» **Your goal**:
Once you have read the records below, print them again exactly as they stand.
☆ ☆ ☆ ☆ ☆
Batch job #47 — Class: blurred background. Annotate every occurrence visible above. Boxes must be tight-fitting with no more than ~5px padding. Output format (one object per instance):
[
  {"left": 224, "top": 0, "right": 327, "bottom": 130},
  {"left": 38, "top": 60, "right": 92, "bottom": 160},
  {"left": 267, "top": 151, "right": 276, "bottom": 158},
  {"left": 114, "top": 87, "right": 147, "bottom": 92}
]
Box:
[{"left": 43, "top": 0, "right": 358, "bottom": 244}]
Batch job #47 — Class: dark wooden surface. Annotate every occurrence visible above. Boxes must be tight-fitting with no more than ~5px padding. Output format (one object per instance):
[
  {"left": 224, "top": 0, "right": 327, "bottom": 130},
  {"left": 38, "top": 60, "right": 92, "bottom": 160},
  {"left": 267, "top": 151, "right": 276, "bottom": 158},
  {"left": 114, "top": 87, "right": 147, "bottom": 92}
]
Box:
☆ ☆ ☆ ☆ ☆
» **Answer to this exercise**:
Batch job #47 — Class: blurred background. Annotate every occurrence visible above. Boxes must be tight-fitting with no more than ~5px padding. Output format (one object per instance):
[
  {"left": 224, "top": 0, "right": 327, "bottom": 130},
  {"left": 38, "top": 60, "right": 92, "bottom": 160},
  {"left": 267, "top": 151, "right": 276, "bottom": 158},
  {"left": 114, "top": 87, "right": 147, "bottom": 92}
]
Box:
[{"left": 43, "top": 0, "right": 358, "bottom": 244}]
Batch job #47 — Class: dark wooden surface. Annotate every occurrence visible above. Boxes must be tight-fitting with no more than ~5px padding. Output format (one object per instance):
[
  {"left": 224, "top": 0, "right": 327, "bottom": 130},
  {"left": 38, "top": 60, "right": 92, "bottom": 160},
  {"left": 267, "top": 151, "right": 276, "bottom": 158},
  {"left": 114, "top": 87, "right": 147, "bottom": 92}
]
Box:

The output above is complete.